» **To be done**
- a) Reproduce the part of the passage on early propellants starting at "In 1845-46, a" and ending at "smoke and fouling.".
- b) In the passage on early propellants, what was treated with nitric acid to make nitrocellulose?
- c) Which substances does the passage on early propellants name as used in producing nitrocellulose?

» **Passage shown**
==*==
To avoid the shortcomings of black powder, researchers had to consider propellant chemicals that incorporated oxidizers rather than inorganic materials that contribute corrosive by-products. Eliminating sulfur from the material was important for the same reason. The quest for reduced smoke meant that higher combustion temperatures would be required. Most importantly, the new propellant had to be controllable and reproducible to be safe.


In 1845-46, a substance was invented that showed promise. Nitrocellulose was the result of treating common cotton fibers (containing cellulose) with nitric acid. This reaction adds nitrogen and oxygen to cellulose molecules. The nitration process is performed in the presence of sulfuric acid to scavenge extra water generated by the reaction and allows the attachment of the maximum number of nitrate radicals to permit better combustion.

When burned, the added oxygen in the nitrate radicals allows full involvement of the fuels in cotton, releasing significantly more energy than untreated cellulose. This produces a large volume of gas and leaves minimal visible solid by-products. In contrast, black powder would produce smoke and fouling.
==*==
» **Given entries**
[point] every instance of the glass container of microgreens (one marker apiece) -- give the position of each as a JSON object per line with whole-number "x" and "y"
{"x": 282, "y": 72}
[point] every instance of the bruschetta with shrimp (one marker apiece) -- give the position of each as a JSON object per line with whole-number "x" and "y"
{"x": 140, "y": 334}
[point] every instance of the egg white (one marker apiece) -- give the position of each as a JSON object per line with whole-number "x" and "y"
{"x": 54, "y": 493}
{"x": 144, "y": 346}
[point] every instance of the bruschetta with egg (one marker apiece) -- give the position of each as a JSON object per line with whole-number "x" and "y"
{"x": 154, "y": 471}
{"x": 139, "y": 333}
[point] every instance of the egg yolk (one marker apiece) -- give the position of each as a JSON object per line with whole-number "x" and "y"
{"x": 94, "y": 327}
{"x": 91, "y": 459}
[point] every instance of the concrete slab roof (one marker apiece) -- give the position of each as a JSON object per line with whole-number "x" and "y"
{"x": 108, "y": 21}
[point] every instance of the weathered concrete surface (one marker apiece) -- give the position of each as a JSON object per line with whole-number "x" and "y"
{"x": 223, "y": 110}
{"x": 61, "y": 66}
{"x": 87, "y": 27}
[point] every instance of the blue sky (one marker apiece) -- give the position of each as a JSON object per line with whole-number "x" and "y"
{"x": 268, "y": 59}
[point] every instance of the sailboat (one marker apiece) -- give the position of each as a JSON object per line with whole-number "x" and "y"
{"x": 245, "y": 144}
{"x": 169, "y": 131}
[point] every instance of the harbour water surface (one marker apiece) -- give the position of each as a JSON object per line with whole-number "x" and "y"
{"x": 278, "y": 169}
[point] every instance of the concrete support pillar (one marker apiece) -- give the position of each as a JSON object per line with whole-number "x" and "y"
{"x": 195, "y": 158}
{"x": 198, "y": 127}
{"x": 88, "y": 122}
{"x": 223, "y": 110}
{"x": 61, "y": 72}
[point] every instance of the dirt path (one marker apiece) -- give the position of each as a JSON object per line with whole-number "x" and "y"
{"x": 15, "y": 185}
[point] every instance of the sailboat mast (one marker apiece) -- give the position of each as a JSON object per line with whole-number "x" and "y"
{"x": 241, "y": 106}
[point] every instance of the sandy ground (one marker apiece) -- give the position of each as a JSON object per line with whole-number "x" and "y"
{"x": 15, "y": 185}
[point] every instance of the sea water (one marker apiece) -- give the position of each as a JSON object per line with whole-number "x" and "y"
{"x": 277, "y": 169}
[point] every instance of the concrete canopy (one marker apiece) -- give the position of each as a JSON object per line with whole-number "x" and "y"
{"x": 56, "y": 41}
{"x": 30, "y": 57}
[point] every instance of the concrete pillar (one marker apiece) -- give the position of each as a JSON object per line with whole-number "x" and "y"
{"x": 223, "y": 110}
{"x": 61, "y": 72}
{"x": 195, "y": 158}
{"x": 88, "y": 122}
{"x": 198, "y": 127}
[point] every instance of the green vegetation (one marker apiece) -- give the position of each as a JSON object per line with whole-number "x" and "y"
==*==
» **Task answers**
- a)
In 1845-46, a substance was invented that showed promise. Nitrocellulose was the result of treating common cotton fibers (containing cellulose) with nitric acid. This reaction adds nitrogen and oxygen to cellulose molecules. The nitration process is performed in the presence of sulfuric acid to scavenge extra water generated by the reaction and allows the attachment of the maximum number of nitrate radicals to permit better combustion.

When burned, the added oxygen in the nitrate radicals allows full involvement of the fuels in cotton, releasing significantly more energy than untreated cellulose. This produces a large volume of gas and leaves minimal visible solid by-products. In contrast, black powder would produce smoke and fouling.

- b) Common cotton fibers, which contain cellulose.

- c) Common cotton fibers (containing cellulose), nitric acid, sulfuric acid